* Tarefa solicitada 1
Reproduza, do texto sobre Ravel abaixo, o trecho que vai de "Ouça a leitura" até "de Maurice Ravel.", sem nenhuma alteração.

* Trecho extraído
────

Ouça a leitura desse concerto:

131º Concerto: Ravel e Beethoven

26 de janeiro de 1956
14 pessoas

Comentários ao 9º Programa fornecido à rádio 9 de Julho

Ravel

Na primeira parte deste programa da Discoteca pública Municipal serão apresentadas duas peças de Maurice Ravel.
A obra de Maurice Ravel constitui um dos pontos mais altos da música moderna francesa. Após um período de confusão inicial da crítica, em que erroneamente se viu nele um impressionista, um simples continuador ou repetidor de Debussy, percebeu-se que Ravel poderia dever alguma coisa a seu grande antecessor, como devia a seu mestre Gabriel Fauré, a alguns russos e a muitos outros músicos pelos quais ele próprio confessava sua admiração; mas percebeu-se também que seu espírito e sua linguagem eram totalmente diferentes dos de todos esses músicos e especialmente de Debussy, de quem ele tanto fora aproximado. À sugestão lírica, a vaga atmosfera de símbolos em que se move a música de Debussy, Ravel opunha uma emoção discreta, mas nitidamente definida. E com a espontaneidade criadora de Debussy contrastava a rebuscadíssima técnica de Ravel, mestre da forma, virtuose excepcional da instrumentação, perseguidor incansável do bem-acabado. Por tudo isso, Ravel ficou situado na história da moderna música francesa como um neoclássico, em cuja música se fundiram uma sensibilidade requintada e contida, e a perfeição técnica.
O “Tombeau de Couperin”, que abre nosso programa, é um dos muitos testemunhos da paciência, da consciência artística com que Ravel trabalhava: iniciado em 1914, só em 1917 o “Tombeau” estava concluído na sua versão primeira para piano. Em 1920 Ravel orquestrou, para um bailado, quatro dos seus seis trechos, excluindo a Fuga e a Tocata. Como música para bailado, o “Tombeau” teve pouco sucesso, mas a obra obteve tal êxito em concertos, que em 1921 Ravel dirigia a centésima execução pública dessa versão orquestral. O “Tombeau de Couperin” é realmente uma joia, em que vivacidade, elegância e um cálido mas recatado lirismo se mostram através de uma instrumentação extremamente sóbria e límpida. A sua “sonoridade sedosa e transparente”, obtida com poucos recursos, constitui, como bem acentuou alguém, uma verdadeira lição de “orquestração econômica”.

────

* Listagem fornecida
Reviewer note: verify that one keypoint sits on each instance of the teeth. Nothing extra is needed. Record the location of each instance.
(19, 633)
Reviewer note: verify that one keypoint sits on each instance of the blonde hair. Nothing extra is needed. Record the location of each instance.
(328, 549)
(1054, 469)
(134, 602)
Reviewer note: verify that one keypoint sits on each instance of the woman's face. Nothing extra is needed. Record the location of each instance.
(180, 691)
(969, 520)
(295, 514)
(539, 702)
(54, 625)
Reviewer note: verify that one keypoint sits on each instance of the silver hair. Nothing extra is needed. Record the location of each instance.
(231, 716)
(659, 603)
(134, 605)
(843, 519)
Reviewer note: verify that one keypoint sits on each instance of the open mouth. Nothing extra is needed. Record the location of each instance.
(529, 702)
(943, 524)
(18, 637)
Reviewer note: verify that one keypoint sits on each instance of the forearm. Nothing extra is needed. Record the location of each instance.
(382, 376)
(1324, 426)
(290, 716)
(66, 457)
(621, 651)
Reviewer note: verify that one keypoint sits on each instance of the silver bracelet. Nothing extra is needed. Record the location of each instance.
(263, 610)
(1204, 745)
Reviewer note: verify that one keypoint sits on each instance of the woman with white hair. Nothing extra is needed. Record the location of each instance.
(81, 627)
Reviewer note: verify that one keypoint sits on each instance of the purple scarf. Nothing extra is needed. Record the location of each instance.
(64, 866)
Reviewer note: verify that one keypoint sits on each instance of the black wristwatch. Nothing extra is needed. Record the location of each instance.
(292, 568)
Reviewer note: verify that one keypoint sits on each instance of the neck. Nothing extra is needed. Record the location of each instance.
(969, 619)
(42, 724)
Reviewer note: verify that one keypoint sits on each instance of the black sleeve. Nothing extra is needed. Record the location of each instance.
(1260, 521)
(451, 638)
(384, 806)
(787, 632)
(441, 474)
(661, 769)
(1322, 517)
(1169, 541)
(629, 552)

────

* Tarefa solicitada 2
Informe, por favor, cada linha da listagem acima em que aparece a palavra "hair".

* Resultado do exercício 1
Ouça a leitura desse concerto:

131º Concerto: Ravel e Beethoven

26 de janeiro de 1956
14 pessoas

Comentários ao 9º Programa fornecido à rádio 9 de Julho

Ravel

Na primeira parte deste programa da Discoteca pública Municipal serão apresentadas duas peças de Maurice Ravel.

* Resultado do exercício 2
Reviewer note: verify that one keypoint sits on each instance of the blonde hair. Nothing extra is needed. Record the location of each instance.
Reviewer note: verify that one keypoint sits on each instance of the silver hair. Nothing extra is needed. Record the location of each instance.
Reviewer note: verify that one keypoint sits on each instance of the woman with white hair. Nothing extra is needed. Record the location of each instance.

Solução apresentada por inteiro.